OBJECTIVE 1 -
From the essay on Catholic piety below, repeat word for word the passage starting with "Faber’s ideas of" and going on through "verse can get.".

SELECTED EXCERPT -
Catholic piety is far too wide a topic for me to say anything particularly useful about it in general. In any case, my experience of it in suburban America has been that, if anything, it is decorous and restrained. And so I was struck by a passage in Ronald Chapman’s biography of Fr Frederick William Faber, describing the attitudes of mid 19th-century London:
“To decorate a Lady altar with flowers or to burn lamps or votive candles before her picture was absolutely unheard of. This sort of thing might go on in backward countries and for the benefit of emotional Italian peasants – but in the middle of London it was a positive incentive to disbelief.”
I suspect these attitudes are not too different from our own. Perhaps the “backward countries” and “emotional Italian peasants” do not loom in our imaginations as something to be overcome and put aside, but the toning down or glossing over some of the more maudlin displays of devotion and piety so as not to appear excessively strange or superstitious persists.
Faber’s ideas of piety were, as it happens, influenced by a tour of Italy he made some time before his conversion to Catholicism in 1845, and his spiritual writings and hymns do betray a streak of sentimentality. His writing often lapses into a flowery and purple style, and that style and the emotion that it is intended to produce can overshadow the content. About some of his hymns, the less said the better. “O happy pyx! O happy pyx! / Where Jesus doth his dwelling fix.” is about as bad as English verse can get.
I do not mean to suggest that all of Faber’s output is not worth reading – some of it is in fact very good – but it shows that he might have overreacted a bit to the sterile piety of England.
That said, I find it hard to blame him for finding the sentimentality and the tenderness that characterises the Italian style of devotion attractive. He was, after all, formed by a place where something like lighting a lamp before a statue of the Virgin was never done. He also greatly admired the miraculous and heroic elements of hagiography, unlike many of his Catholic countrymen: his attempt at having the continental lives of Counter-Reformation saints translated into English met some opposition because it focused on those aspects of the saints’ lives.
Even if some of Faber’s ideas and devotions, such as having a chapel open all day so that people could visit the Blessed Sacrament, or lighting a candle before a picture of the Virgin, seem rather unremarkable to us now, some of them do not. Perhaps the starkest contrast to the rather impersonal style of devotion of his England was his practice of referring to the Virgin as “Mama”. He was once so overcome with joy at a Marian procession that he exclaimed: “Won’t Mama be pleased!” I am acquainted with some young Catholics who, familiar with this story, have adopted Faber’s practice. I have seen their adoption of that practice called “affected and weird”. Maybe it is, and maybe Faber was also affected and weird.

RECORDS SHOWN -
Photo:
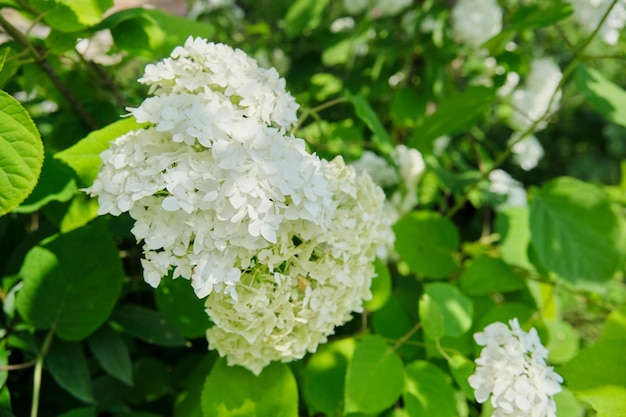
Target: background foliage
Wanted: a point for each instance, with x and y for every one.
(83, 335)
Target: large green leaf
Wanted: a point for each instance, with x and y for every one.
(487, 275)
(374, 378)
(148, 325)
(605, 97)
(304, 15)
(454, 113)
(71, 282)
(323, 377)
(428, 391)
(445, 311)
(575, 231)
(180, 305)
(235, 391)
(84, 156)
(56, 183)
(427, 243)
(21, 153)
(112, 354)
(68, 366)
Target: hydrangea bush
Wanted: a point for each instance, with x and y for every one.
(312, 208)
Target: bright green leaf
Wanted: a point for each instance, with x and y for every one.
(365, 112)
(575, 231)
(68, 366)
(445, 311)
(454, 113)
(180, 305)
(512, 226)
(374, 378)
(427, 243)
(381, 287)
(21, 153)
(324, 374)
(428, 391)
(237, 392)
(605, 97)
(84, 156)
(112, 354)
(487, 275)
(148, 325)
(304, 15)
(56, 183)
(71, 281)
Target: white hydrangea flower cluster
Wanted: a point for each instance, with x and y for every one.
(301, 288)
(281, 241)
(476, 21)
(588, 14)
(529, 103)
(404, 181)
(512, 370)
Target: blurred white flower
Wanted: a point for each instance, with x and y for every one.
(512, 371)
(502, 183)
(530, 102)
(528, 152)
(588, 14)
(476, 21)
(309, 282)
(404, 181)
(343, 24)
(96, 48)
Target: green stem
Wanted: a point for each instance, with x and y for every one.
(45, 66)
(38, 371)
(578, 57)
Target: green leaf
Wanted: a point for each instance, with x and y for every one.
(68, 366)
(84, 156)
(427, 243)
(21, 153)
(235, 391)
(605, 97)
(81, 412)
(575, 231)
(596, 375)
(71, 281)
(324, 375)
(381, 287)
(428, 391)
(512, 226)
(304, 15)
(454, 113)
(112, 354)
(147, 325)
(487, 275)
(374, 378)
(151, 381)
(71, 15)
(445, 311)
(56, 183)
(365, 112)
(180, 305)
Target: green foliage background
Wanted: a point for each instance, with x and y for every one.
(82, 335)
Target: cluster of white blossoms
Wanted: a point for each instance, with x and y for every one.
(538, 96)
(512, 370)
(476, 21)
(401, 182)
(588, 14)
(281, 241)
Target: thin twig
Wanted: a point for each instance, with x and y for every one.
(44, 64)
(578, 57)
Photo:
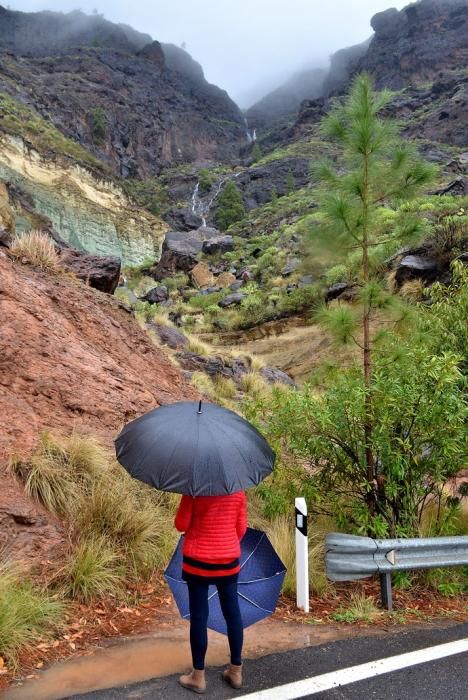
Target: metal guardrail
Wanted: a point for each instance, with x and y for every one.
(350, 557)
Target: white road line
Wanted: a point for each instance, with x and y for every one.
(344, 676)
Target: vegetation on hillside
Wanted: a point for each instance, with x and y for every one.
(229, 206)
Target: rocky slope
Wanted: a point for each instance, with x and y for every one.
(286, 100)
(415, 45)
(85, 209)
(136, 106)
(70, 357)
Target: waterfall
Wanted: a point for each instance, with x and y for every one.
(197, 205)
(250, 137)
(202, 208)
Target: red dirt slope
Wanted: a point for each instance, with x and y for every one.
(70, 356)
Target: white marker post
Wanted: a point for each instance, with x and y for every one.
(302, 556)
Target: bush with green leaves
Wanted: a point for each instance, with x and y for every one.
(374, 166)
(229, 206)
(419, 412)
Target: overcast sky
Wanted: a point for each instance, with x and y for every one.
(245, 46)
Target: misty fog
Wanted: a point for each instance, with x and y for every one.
(247, 47)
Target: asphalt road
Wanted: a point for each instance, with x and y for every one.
(444, 679)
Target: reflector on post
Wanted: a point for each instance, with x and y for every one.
(302, 556)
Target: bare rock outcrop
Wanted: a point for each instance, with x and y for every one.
(70, 357)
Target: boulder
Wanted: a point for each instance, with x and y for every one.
(182, 219)
(181, 251)
(335, 291)
(387, 23)
(100, 272)
(276, 376)
(169, 336)
(7, 216)
(305, 281)
(213, 366)
(290, 267)
(227, 279)
(218, 244)
(236, 285)
(457, 188)
(202, 276)
(416, 267)
(156, 295)
(231, 300)
(154, 53)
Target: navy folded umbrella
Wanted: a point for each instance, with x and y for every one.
(259, 584)
(194, 449)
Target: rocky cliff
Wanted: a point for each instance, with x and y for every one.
(286, 100)
(70, 357)
(416, 45)
(86, 209)
(133, 103)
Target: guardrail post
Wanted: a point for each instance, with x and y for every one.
(302, 556)
(386, 591)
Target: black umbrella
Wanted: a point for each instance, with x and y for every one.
(195, 449)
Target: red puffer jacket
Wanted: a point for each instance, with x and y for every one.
(214, 527)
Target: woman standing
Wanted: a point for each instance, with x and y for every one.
(214, 527)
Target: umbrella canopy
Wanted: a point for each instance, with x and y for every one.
(194, 449)
(259, 584)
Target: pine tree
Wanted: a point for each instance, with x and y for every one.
(230, 207)
(375, 168)
(290, 182)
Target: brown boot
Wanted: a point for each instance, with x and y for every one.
(233, 676)
(194, 681)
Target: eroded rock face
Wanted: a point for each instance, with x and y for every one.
(218, 244)
(413, 45)
(181, 251)
(169, 336)
(156, 295)
(7, 216)
(417, 267)
(100, 272)
(69, 357)
(138, 106)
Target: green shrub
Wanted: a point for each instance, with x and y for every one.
(338, 273)
(26, 612)
(93, 570)
(206, 181)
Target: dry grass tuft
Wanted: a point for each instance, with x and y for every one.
(93, 570)
(38, 249)
(224, 387)
(198, 346)
(361, 608)
(255, 385)
(26, 613)
(281, 532)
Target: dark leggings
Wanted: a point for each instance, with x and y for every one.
(198, 601)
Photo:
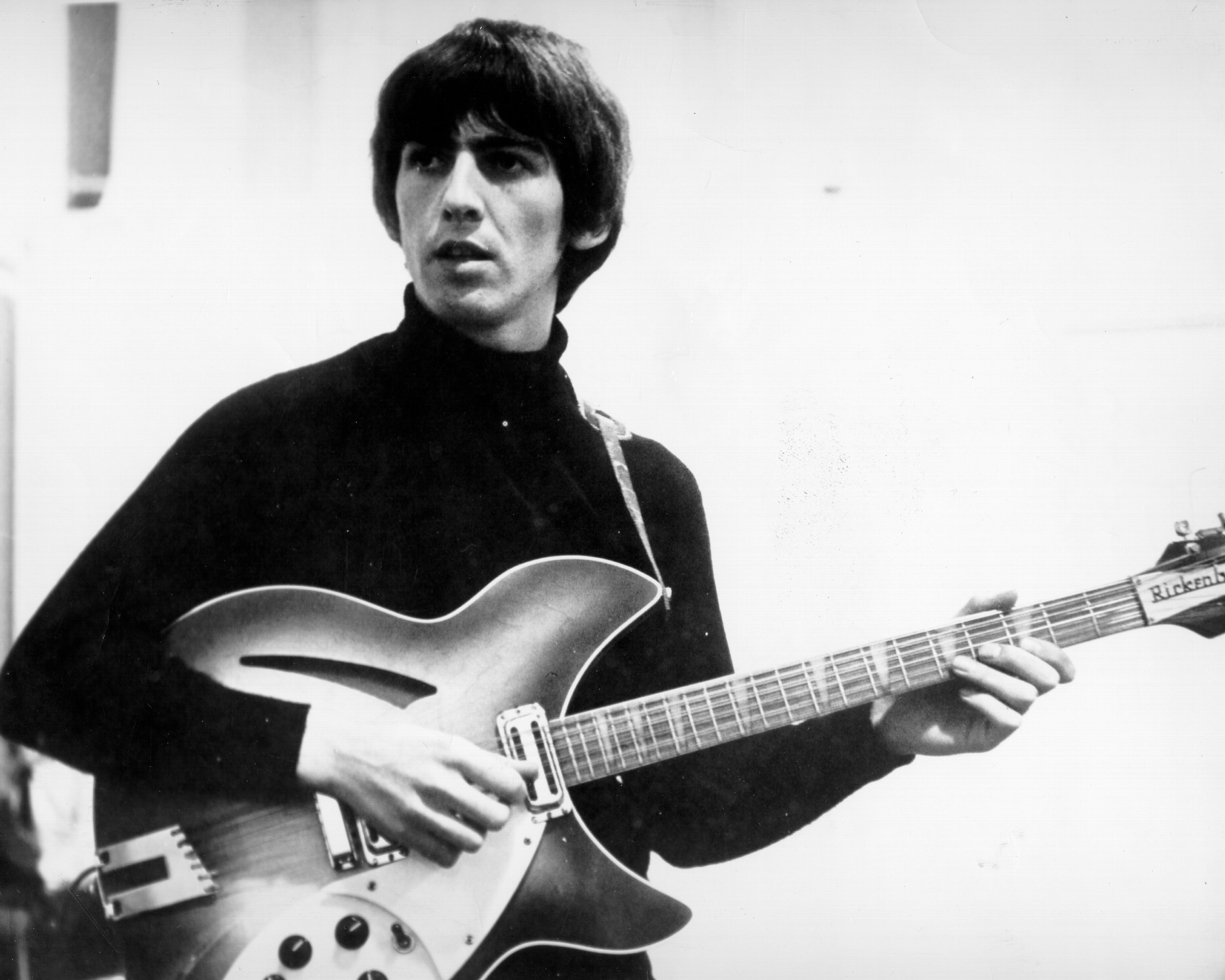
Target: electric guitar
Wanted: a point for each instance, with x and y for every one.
(205, 889)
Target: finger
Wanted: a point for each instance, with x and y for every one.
(431, 818)
(1001, 720)
(457, 797)
(1052, 655)
(988, 602)
(423, 842)
(1021, 663)
(495, 775)
(1015, 693)
(433, 849)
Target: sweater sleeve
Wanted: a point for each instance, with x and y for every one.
(739, 797)
(87, 680)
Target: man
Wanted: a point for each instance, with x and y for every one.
(417, 467)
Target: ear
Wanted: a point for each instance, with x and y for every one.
(585, 240)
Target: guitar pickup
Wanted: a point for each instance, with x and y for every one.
(149, 873)
(351, 841)
(525, 736)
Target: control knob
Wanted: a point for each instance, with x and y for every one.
(294, 952)
(352, 933)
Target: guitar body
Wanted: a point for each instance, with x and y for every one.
(526, 639)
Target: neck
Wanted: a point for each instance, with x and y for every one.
(527, 330)
(610, 740)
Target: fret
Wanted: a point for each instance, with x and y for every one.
(935, 653)
(778, 679)
(651, 729)
(634, 736)
(813, 690)
(1050, 627)
(1093, 617)
(617, 736)
(902, 663)
(1071, 620)
(758, 698)
(834, 667)
(736, 711)
(868, 668)
(1007, 633)
(582, 742)
(693, 724)
(599, 742)
(969, 641)
(710, 707)
(570, 748)
(668, 715)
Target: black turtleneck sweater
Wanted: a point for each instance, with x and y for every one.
(408, 472)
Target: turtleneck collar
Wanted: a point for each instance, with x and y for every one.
(455, 373)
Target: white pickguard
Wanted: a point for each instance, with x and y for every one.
(449, 912)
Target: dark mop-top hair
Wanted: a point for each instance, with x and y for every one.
(526, 81)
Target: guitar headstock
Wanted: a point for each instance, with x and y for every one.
(1187, 585)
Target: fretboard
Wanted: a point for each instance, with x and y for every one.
(605, 742)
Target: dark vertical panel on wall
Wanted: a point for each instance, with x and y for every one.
(92, 30)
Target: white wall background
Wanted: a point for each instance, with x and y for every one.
(932, 297)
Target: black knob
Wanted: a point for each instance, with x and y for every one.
(294, 952)
(352, 933)
(401, 938)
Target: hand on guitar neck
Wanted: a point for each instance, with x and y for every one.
(995, 689)
(434, 793)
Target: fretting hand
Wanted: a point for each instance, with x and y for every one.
(985, 700)
(434, 793)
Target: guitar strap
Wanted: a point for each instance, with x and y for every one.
(616, 433)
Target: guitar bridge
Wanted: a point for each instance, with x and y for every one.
(351, 841)
(525, 736)
(150, 873)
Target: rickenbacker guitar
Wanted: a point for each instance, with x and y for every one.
(205, 889)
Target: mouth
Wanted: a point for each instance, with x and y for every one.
(461, 251)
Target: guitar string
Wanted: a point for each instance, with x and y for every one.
(639, 717)
(796, 685)
(1116, 608)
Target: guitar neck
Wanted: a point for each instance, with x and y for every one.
(611, 740)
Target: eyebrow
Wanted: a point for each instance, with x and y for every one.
(493, 141)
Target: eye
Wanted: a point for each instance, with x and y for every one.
(423, 158)
(507, 162)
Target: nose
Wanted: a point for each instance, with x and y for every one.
(462, 200)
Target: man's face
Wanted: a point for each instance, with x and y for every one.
(480, 223)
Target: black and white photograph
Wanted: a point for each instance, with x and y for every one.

OBJECTIVE 2 -
How many lines of the listing above contain the string "sweater"? Reply with the number alone.

EXPECTED ANSWER 1 -
Faber’s ideas of piety were, as it happens, influenced by a tour of Italy he made some time before his conversion to Catholicism in 1845, and his spiritual writings and hymns do betray a streak of sentimentality. His writing often lapses into a flowery and purple style, and that style and the emotion that it is intended to produce can overshadow the content. About some of his hymns, the less said the better. “O happy pyx! O happy pyx! / Where Jesus doth his dwelling fix.” is about as bad as English verse can get.

EXPECTED ANSWER 2 -
2